* _Exercise objective_
From the film review, quote word for word the passage that opens with the words containing "Interwoven into Hal’s" and closes with "inability to connect.".

* _Excerpt_
#####

Interwoven into Hal’s story is Oliver’s life after his father is gone, where he works and lives alone as a melancholy artist. He cares for Hal’s Jack Russell terrier, Arthur, who Mills calls Oliver’s “co-passenger” in the film. In perhaps one of the cutest “meet-cutes” in film history, Oliver and Arthur encounter a magnetic French actress (Mélanie Laurent) at a Halloween party. Anna and Oliver’s relationship is perhaps one of the most intimate and genuine depictions I’ve seen. Mills describes the two “post-1960s children… haunted by the contracts, compromises, and the hidden sadness of their parents.” They fall in love despite their best efforts, dancing, roller-skating, and weaving their way through Los Angeles. Their relationship is hot and cold -- two people fighting against their inability to connect.

 

Mills’s previous works include 2005 indie-favorite The Thumbsucker, as well as several music videos, graphic design, and art. These influences come together in his filmmaking and writing styles like pieces of flash fiction strung together to a series of deeply personal images. The narrative is playful as it breaks away from classic story structure and envelops the audience in the immediacy of love and grief. Each vignette rings true, from Oliver’s (mostly) one-sided dialogue with Arthur to his adventures with Hal and Anna.

#####

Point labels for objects
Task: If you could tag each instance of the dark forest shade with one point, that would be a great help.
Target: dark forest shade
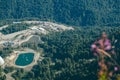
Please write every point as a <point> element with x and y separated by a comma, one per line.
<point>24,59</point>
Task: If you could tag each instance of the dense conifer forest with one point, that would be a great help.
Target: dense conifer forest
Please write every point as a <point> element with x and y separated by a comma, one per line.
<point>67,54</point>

#####

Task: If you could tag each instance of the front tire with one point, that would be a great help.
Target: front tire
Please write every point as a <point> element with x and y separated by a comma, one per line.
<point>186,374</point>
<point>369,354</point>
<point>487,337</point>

#####

* _Task response_
Interwoven into Hal’s story is Oliver’s life after his father is gone, where he works and lives alone as a melancholy artist. He cares for Hal’s Jack Russell terrier, Arthur, who Mills calls Oliver’s “co-passenger” in the film. In perhaps one of the cutest “meet-cutes” in film history, Oliver and Arthur encounter a magnetic French actress (Mélanie Laurent) at a Halloween party. Anna and Oliver’s relationship is perhaps one of the most intimate and genuine depictions I’ve seen. Mills describes the two “post-1960s children… haunted by the contracts, compromises, and the hidden sadness of their parents.” They fall in love despite their best efforts, dancing, roller-skating, and weaving their way through Los Angeles. Their relationship is hot and cold -- two people fighting against their inability to connect.